┌─ Source passage

How to carry influence from day one.

Priya Narasimhan
profpreneur
Published in
6 min readJul 16, 2023
Photo by Prado on Unsplash.

“Influence is our inner ability to lift people up to our perspective,” says Joseph Wong.

Influence is the say that you can have over the things that matter. Influence is being able to add your voice, to participate, to change the outcome, to change minds, to provide input, to provide direction. Influence is the opportunity to grow your career faster than you imagined. Influence leads to opportunity, to impact, and to leadership.

We each have influence in our own lives. We decide what we wear, what we eat, what we drink, what we read, what we listen to, what we watch, when we choose to wake up, when we go to bed. We have autonomy over large parts of our personal lives.

On the professional side, we may have far little. We may be told what to do, when to do it, how to do it, and why to do it. Our influence over our day-to-day life may be constrained by others, indeed, by the influence of others. The influence that others have seems to shrink our own. In fact, it seems like the more influence someone else has, the less of it we get.

Influence seems like a zero-sum game. That’s a misconception.

If you’re a young career professional, you might feel hesitant to sit at the table where decisions get made. You might feel that you still have to earn a spot at the table, and that the seat at the table comes from knowledge, tenure, stature, or titles. You might feel that influence is something that will be granted when others think that you are ready for it.

I disagree.

Influence comes from one human being affecting another.

Each of us can have influence from day one, if we choose.

Influence stems from our perception of someone’s connection with us, our perception of their compassion, and our perception of their character. It’s all in how we perceive others.

Those we see, those we feel, and those we admire — these are the people who affect us, who influence us.

Connection. We build trust through regular communication. The more we hear from someone, the more they are in our orbit, the more we laugh with them, the more we break bread with them, the closer we feel to them, the more we build a rapport with them, the more we feel a part of a community with them, the more trust we have in them as people, and the greater their influence on us.

Compassion. We never forget when someone makes us feel good. We are influenced by a kind word on a tough day, positivity in the face of adversity, a hug when we need it, or a word of praise or recognition when our backs are against the wall. The more someone moves us, the more joy they make us feel, the more enthusiastic they are, the kinder they are, the more helpful they are when we are in a corner, the greater their influence on us.

Character. We admire someone who does the right thing even when nobody is watching. We admire those who are pillars of integrity, those who can make difficult decisions at great personal cost, those who stand up for what’s right. We admire those who’ve conquered obstacles, who’ve fought impossible battles, and those who show up wiser, not bitter, for all of it. The more someone makes us reflect, makes us dig deeper, makes us think, and makes us grow, the greater their influence on us.

“Building relationships and learning how to influence downward, sideways, and upward is pivotal to your career success,” says the Harvard Business Review article on 3 Ways to Grow Your Influence in a New Job.

Who has influence?

The problem solver. This is that person who has ideas, who brings new energy into the room to look at something in a different way. In a high-stress situation when the rest of the room is defeatist, when others declare something to be impossible and ready to throw in the towel, this person finds the possible, they find a win. This person restores a sense of normalcy and rational thinking in the room. They don’t panic, they think. This type of person inspires us to dig deeper, to think harder, to work together to solve the problem. They influence us.

└─

For each statement, answer yes or no on whether it agrees with the article on influence above, and quote the article's words that decide it. 1. The article treats influence as a zero-sum game. 2. The article states that trust is built through regular communication. 3. The article describes the problem solver as someone who panics in a high-stress situation.

┌─ Excerpted data

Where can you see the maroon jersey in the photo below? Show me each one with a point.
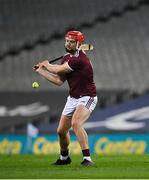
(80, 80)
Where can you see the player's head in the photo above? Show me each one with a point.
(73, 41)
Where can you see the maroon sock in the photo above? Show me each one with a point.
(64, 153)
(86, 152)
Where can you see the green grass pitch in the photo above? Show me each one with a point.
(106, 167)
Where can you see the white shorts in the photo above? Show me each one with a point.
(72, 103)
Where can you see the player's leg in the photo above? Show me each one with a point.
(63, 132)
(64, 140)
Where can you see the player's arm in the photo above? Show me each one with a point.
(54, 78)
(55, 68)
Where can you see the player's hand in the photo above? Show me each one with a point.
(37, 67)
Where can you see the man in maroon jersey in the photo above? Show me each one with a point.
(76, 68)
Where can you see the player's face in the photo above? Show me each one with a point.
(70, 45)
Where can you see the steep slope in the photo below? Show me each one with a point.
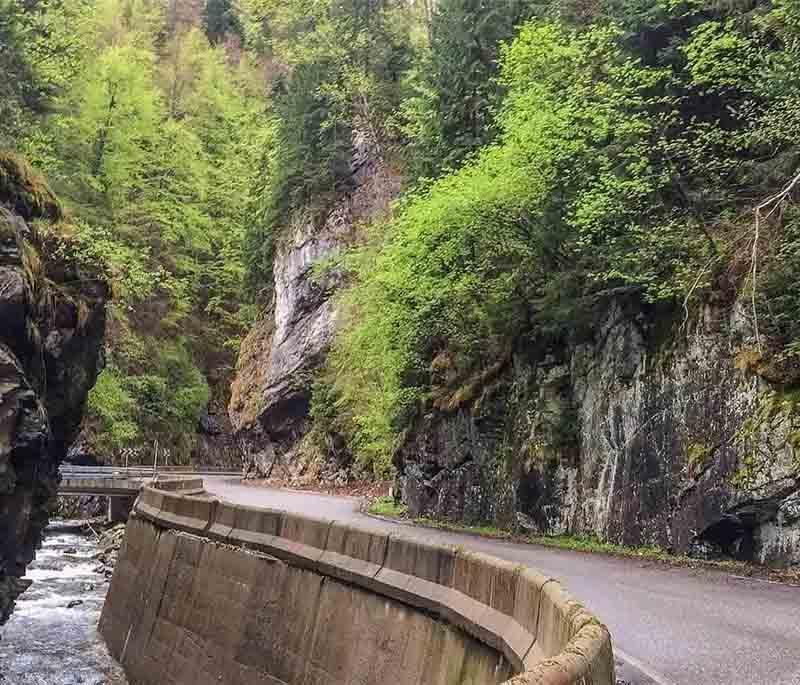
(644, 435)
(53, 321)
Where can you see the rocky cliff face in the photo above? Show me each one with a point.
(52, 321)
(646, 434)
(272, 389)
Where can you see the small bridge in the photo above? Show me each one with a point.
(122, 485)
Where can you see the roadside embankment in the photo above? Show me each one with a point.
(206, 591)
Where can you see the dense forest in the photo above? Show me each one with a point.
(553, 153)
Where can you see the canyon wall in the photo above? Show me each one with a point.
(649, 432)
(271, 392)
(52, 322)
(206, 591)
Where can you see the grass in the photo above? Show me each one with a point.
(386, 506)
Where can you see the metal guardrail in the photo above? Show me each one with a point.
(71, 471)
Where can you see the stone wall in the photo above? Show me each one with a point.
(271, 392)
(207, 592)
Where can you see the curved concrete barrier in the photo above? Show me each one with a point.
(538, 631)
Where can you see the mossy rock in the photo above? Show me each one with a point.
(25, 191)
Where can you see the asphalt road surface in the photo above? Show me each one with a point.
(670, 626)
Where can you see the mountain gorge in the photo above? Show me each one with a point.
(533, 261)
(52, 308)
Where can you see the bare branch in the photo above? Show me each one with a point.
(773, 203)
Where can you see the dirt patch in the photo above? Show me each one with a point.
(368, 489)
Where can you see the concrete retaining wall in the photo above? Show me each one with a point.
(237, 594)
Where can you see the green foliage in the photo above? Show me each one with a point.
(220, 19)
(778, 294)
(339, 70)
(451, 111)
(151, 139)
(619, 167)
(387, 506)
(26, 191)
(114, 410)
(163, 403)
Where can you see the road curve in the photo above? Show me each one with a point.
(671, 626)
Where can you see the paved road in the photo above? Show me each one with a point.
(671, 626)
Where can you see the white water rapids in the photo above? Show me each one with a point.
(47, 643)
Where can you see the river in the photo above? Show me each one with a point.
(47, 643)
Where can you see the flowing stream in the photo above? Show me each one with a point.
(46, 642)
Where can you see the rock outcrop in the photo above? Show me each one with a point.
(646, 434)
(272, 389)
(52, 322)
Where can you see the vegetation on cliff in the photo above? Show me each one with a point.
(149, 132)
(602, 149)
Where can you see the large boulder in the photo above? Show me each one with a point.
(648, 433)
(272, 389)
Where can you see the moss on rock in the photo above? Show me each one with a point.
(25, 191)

└─
┌─ Excerpted data

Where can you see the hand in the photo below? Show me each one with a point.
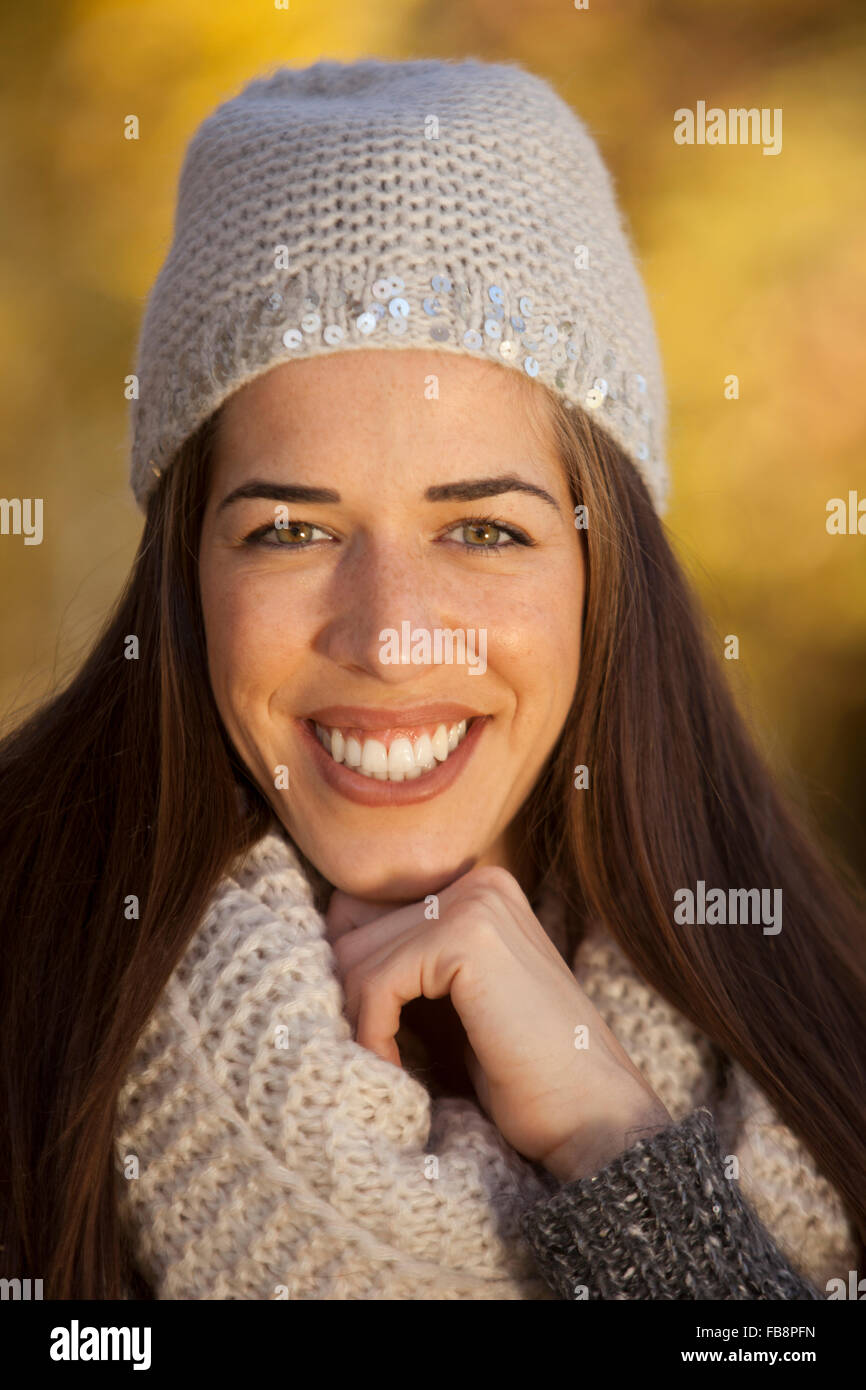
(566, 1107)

└─
┌─ Excerpted data

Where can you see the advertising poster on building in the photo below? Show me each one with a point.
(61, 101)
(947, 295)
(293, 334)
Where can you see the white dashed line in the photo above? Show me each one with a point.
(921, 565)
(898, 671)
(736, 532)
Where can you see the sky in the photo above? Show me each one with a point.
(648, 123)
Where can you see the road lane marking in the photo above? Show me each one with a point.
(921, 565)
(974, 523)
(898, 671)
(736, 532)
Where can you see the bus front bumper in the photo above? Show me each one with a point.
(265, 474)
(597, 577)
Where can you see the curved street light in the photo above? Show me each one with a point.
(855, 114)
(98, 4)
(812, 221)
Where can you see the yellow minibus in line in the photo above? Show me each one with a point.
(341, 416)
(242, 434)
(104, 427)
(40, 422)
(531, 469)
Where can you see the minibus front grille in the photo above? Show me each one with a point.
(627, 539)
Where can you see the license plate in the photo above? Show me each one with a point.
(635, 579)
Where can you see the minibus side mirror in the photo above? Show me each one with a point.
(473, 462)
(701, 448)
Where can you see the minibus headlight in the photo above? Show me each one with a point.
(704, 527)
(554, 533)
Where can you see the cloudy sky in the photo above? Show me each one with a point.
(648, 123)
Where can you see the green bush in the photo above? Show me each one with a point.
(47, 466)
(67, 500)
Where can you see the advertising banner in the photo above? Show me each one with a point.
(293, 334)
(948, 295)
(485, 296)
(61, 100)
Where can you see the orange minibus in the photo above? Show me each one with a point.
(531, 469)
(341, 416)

└─

- _Problem solution_
1. No: "Influence seems like a zero-sum game. That’s a misconception."
2. Yes: "We build trust through regular communication."
3. No: "They don’t panic, they think."